Tekst do czytania |
4 września 2022
Spanko: 22:45-8:20
WBTB: 00:30 (neutralne)
Do mojego pokoju na drugim piętrze wspięło się po drzewie przy oknie mnóstwo kotów w różnych kolorach. Dotykały potem łapami mojego kota. Zaciekawiła mnie ta scena.
Jakieś laski chodziły po zamarzniętym stawie, który jednak się roztapiał i przy brzegach już podeszło wodą. Na lodzie widziałam też 4 małe niedźwiadki.
Byłam później na plaży i na oczach moich rówieśników machałam rękami i kołysałam własnym ciałem, co nie zostało dobrze odebrane.
5 września 2022
Spanko: 23:30-6:50
WBTB: brak - chwilowe wybudzenie ok. 1:40
Sen: assessment diagnostyczny
Udałam się z mamą na diagnostykę autyzmu. Obserwował mnie zespół diagnostyczny. Przywitali mnie pierwsi jego członkowie, po czym zaczęłam obmyślać teksty, którymi można by walić do diagnosty w celu udowodnienia mojej racji.
Zachowywałam się bardzo spontanicznie, nie starając się stworzyć jakiejkolwiek iluzji normalności. W pomieszczeniu czułam się niekomfortowo, słyszałam jakieś rozmowy, pomyślałam, że lepiej czułabym się w kontakcie 1 na 1 w jakimś cichym pomieszczeniu, ale takie były warunki badania, środowisko jak najbardziej zbliżone do naturalnego.
Pierwszym zadaniem było podejść do szafy i odczytać naklejkę z numerem pantone. Było tych nalepek kilka, nie wiedziałam, która jest właściwa i od którego znaku zacząć czytać - były na nich litery, chińskie znaki, słowem - mnóstwo wątpliwości. W końcu czas minął.
- O nie, zawaliłam test na analityczną spostrzegawczość! - oznajmiłam dramatycznie. Ku swojej uciesze natychmiast usłyszałam dźwięk robienia notatek na mój temat.
Potem obserwowano, jak reaguję na widok niepełnosprawnego intelektualnie chłopaka uwięzionego w klatce i próbującego się z niej wydostać. Patrzyłam na niego wraz z innymi diagnozowanymi (niektóre obserwacje urządzano grupowo). Działo się to na sali gimnastycznej. Poradnia psychologiczna, w której odbywało się badanie, znajdowała się w jakiejś szkole. Jej uczniowie również mogli patrzeć na widowisko.
Potem niechcący zawędrowałam do pokoju, w którym jakaś pani przeprowadzała wywiad z moją mamą. Oddaliłam się stamtąd. Spytano mnie potem, gdzie jest mama, ale nie miałam motywacji, żeby odpowiedzieć.

Pokazane wiersze |

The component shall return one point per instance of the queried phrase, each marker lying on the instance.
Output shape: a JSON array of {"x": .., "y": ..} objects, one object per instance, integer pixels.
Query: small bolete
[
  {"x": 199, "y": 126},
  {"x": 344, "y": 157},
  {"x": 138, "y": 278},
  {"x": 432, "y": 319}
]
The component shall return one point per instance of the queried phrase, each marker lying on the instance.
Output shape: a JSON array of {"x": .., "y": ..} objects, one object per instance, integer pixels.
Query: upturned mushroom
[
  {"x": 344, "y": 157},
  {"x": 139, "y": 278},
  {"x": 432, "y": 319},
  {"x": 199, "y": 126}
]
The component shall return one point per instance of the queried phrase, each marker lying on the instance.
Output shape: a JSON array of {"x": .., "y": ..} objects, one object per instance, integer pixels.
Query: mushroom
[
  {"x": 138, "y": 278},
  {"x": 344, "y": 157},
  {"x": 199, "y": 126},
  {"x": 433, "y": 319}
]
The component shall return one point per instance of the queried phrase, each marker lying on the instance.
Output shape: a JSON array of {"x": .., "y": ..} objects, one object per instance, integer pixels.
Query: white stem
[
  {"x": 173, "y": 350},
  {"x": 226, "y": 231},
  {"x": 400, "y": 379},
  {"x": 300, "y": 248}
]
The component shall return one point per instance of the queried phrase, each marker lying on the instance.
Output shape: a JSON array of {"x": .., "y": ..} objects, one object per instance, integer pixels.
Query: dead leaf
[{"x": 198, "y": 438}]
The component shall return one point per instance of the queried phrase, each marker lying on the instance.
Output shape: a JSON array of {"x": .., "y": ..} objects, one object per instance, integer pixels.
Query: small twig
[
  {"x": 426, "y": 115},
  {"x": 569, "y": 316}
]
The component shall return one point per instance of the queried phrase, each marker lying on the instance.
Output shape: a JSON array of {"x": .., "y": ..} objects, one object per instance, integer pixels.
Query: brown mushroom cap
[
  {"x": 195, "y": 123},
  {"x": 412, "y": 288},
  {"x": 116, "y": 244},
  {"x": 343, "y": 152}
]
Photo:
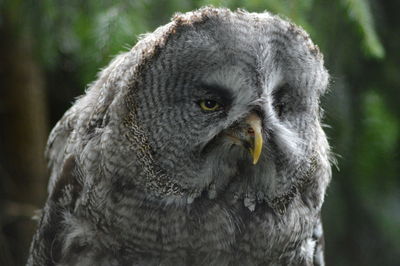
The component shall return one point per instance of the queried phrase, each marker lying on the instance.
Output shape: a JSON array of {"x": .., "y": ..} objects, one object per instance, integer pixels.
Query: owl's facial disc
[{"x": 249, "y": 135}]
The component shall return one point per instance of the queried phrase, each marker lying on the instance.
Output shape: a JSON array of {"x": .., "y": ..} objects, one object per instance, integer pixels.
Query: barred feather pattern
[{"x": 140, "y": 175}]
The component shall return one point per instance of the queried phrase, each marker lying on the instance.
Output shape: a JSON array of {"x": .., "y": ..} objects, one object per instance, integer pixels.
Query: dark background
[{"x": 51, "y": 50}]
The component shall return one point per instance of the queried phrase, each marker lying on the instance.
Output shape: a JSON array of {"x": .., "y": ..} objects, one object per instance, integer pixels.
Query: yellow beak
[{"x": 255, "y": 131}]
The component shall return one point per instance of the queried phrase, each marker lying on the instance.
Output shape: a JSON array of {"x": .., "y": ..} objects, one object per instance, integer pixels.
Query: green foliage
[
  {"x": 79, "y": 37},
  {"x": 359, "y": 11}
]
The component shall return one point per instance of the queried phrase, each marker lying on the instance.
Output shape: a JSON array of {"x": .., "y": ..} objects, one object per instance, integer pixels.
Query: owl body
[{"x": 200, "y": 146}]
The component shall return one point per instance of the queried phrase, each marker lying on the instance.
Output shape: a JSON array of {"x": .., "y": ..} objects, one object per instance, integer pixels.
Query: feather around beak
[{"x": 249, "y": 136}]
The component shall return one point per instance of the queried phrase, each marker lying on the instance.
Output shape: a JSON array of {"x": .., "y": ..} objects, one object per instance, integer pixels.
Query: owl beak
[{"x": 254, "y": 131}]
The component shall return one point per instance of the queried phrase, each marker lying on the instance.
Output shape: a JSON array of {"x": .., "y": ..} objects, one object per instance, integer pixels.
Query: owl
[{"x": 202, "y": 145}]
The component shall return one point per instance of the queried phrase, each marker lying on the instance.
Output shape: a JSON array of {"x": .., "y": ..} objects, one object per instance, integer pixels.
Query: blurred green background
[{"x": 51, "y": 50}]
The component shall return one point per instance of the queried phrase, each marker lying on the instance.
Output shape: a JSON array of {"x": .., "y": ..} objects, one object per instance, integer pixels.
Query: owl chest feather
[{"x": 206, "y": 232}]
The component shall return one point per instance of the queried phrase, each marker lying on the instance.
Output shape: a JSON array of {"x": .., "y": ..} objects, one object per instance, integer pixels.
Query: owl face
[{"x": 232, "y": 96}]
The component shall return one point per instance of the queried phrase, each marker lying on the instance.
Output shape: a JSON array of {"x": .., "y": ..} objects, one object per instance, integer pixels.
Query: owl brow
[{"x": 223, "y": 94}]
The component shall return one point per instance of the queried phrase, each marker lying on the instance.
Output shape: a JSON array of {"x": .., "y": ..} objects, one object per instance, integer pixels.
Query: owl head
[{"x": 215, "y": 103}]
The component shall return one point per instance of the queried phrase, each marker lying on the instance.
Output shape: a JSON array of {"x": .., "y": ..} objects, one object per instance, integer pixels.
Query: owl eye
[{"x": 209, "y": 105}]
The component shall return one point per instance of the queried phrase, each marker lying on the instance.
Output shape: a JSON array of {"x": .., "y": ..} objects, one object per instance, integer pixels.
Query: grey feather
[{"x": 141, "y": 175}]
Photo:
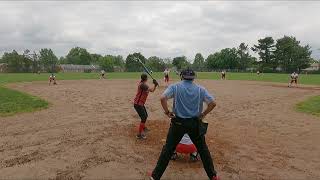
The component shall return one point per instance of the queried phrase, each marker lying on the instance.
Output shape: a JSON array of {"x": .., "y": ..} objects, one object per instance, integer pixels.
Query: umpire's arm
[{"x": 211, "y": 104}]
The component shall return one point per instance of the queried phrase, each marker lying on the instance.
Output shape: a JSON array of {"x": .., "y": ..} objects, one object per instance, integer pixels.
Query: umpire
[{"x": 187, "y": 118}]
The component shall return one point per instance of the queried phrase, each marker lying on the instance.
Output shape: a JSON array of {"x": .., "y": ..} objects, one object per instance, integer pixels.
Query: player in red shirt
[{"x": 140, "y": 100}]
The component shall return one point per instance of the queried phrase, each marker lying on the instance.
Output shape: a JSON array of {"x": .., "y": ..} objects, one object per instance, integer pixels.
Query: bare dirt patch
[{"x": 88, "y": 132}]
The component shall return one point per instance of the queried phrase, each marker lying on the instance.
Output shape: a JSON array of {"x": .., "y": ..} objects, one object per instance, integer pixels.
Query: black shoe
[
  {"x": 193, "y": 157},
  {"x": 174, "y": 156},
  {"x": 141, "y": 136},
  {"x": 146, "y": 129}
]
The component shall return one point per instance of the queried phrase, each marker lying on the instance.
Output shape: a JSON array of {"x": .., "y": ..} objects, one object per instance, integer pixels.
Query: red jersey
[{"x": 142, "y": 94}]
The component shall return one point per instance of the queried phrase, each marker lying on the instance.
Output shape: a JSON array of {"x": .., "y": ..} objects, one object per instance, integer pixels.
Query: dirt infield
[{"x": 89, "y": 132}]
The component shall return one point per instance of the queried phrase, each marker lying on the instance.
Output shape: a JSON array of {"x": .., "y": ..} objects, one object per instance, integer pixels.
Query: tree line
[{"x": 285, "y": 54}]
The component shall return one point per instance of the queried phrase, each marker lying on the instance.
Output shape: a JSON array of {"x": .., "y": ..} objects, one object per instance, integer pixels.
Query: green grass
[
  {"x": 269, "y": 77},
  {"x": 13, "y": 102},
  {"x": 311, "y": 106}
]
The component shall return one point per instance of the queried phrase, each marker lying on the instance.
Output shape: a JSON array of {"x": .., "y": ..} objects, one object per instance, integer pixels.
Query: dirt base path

Polecenie | Co zawiera tekst do czytania? Odpowiedz w dwóch zdaniach.

Rozwiązane zadanie | Zapis z 4 września 2022 roku obejmuje sceny z kotami, które wspięły się po drzewie do pokoju na drugim piętrze, z dziewczynami chodzącymi po roztapiającym się zamarzniętym stawie, na którego lodzie były cztery małe niedźwiadki, oraz z machaniem rękami na plaży, co nie zostało dobrze odebrane. Zapis z 5 września dotyczy snu o diagnostyce autyzmu z mamą, podczas której zespół diagnostyczny obserwował między innymi próbę odczytania naklejki z numerem pantone i reakcję na widok niepełnosprawnego intelektualnie chłopaka uwięzionego w klatce.